### DIRECTIONS
Output exactly the lines between the line that contains "Please pin the striped" and the last line of the material, counting both.

### EXTRACTED MATERIAL
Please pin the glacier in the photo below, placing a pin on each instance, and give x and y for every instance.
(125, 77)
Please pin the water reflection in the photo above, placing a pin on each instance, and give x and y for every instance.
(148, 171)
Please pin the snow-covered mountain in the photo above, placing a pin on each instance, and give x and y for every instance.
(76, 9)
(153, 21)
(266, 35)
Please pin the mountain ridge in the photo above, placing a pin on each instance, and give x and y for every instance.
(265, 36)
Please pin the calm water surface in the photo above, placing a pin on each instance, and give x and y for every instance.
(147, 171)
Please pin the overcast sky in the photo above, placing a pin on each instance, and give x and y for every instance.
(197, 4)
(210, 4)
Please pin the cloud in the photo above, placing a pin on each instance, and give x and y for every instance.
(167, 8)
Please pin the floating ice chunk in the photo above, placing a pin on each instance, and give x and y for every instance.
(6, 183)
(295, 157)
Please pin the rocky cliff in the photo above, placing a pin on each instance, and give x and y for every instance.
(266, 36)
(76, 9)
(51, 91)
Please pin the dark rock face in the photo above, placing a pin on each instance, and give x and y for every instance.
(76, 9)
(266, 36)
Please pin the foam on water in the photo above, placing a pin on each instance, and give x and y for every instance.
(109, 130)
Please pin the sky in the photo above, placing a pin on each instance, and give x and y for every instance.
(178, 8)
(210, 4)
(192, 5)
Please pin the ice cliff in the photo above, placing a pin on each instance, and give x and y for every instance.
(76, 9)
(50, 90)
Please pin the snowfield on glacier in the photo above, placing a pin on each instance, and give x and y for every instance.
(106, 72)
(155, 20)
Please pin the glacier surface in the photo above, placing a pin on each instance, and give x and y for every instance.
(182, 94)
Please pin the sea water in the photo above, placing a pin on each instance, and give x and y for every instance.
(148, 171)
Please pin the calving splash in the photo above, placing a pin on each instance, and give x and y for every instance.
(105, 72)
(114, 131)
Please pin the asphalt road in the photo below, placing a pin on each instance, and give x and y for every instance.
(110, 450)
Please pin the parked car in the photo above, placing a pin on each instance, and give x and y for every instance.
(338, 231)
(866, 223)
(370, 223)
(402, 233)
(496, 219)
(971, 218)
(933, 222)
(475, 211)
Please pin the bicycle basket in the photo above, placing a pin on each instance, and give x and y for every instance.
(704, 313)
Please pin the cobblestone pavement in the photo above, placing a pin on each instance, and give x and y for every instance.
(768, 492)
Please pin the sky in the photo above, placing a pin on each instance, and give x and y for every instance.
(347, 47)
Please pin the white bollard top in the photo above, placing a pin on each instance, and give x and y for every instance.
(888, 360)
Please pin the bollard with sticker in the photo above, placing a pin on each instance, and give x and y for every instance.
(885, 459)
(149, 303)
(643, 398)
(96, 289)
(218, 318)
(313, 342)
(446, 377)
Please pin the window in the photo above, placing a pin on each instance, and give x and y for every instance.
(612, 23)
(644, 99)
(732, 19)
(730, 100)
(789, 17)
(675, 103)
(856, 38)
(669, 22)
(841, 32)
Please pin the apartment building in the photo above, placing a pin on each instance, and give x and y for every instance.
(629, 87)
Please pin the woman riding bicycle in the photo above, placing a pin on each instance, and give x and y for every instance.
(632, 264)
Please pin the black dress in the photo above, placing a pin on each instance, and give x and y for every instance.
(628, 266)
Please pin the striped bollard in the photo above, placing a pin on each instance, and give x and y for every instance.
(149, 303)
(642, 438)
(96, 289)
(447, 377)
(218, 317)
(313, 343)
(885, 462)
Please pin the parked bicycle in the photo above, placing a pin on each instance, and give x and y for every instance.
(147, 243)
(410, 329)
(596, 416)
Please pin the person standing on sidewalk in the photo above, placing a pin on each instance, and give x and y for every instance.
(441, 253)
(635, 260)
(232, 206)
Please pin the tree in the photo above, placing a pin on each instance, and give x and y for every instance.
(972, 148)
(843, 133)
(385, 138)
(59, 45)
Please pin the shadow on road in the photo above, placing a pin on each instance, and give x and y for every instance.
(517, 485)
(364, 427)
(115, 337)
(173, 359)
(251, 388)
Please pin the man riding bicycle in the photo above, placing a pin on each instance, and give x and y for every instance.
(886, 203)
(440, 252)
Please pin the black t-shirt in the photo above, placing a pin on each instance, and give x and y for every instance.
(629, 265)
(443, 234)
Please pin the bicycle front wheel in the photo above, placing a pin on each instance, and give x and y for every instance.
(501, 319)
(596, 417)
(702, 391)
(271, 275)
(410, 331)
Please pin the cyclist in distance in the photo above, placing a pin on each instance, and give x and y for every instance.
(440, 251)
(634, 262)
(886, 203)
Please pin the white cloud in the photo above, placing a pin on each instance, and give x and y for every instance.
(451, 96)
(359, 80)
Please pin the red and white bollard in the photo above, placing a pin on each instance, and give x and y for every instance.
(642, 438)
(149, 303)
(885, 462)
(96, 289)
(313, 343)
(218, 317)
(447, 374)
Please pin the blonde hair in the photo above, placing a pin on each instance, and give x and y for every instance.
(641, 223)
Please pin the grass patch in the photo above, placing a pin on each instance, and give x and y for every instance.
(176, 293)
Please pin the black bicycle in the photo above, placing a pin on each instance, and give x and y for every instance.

### EXERCISE RESPONSE
Please pin the striped bollard in the photo above, placing a pin on each instance, and give x and y for every instance.
(149, 303)
(642, 438)
(96, 289)
(447, 377)
(218, 317)
(313, 343)
(885, 462)
Please pin the parked bicycle in the photo above, placing a pin on each instance, and give x and y for every instance.
(147, 243)
(410, 329)
(596, 416)
Please pin the person standing on sidewalk in the photo above, placing a pin on each instance, and give x and y for every instance.
(441, 253)
(635, 260)
(232, 206)
Please pin the tree in the photo above, placing a pin on each instance, and give x and y for every instance.
(972, 148)
(843, 133)
(385, 138)
(59, 45)
Please pin the shadow on road in the photo above, placing a pin on each instance, and give x and y for every instance.
(517, 485)
(364, 427)
(115, 337)
(173, 359)
(251, 388)
Please pin the man riding bicycle in the photo above, placing a pin on each instance, and give x and y for every instance.
(886, 203)
(440, 252)
Please pin the black t-shirt in the photo above, placing a pin on each instance, and give x and y for every instance.
(629, 265)
(443, 234)
Please pin the bicycle front wheel in the photo above, placing a pin on each instance, and give x and y for every instance.
(501, 319)
(596, 417)
(702, 391)
(271, 275)
(410, 331)
Please pin the cyclist in distance in the photo above, placing a pin on each instance, and give x and y for every instance.
(440, 251)
(634, 262)
(886, 203)
Please pin the white cloud in the photo above, placing a pin on each instance, and give x and y for every instance.
(451, 96)
(359, 80)
Please pin the red and white bollard in the photo above, placing a pin on each instance, and give x and y for every instance.
(642, 438)
(149, 303)
(885, 462)
(96, 289)
(313, 343)
(218, 317)
(447, 374)
Please pin the blonde hair in the photo above, placing a pin on each instance, and give x and y for every instance.
(641, 223)
Please pin the grass patch in the photo above, placing a pin on each instance, and give x and y for every instance.
(176, 293)
Please pin the black bicycle in the photo above, placing a pin on each instance, and give x and y for every instance.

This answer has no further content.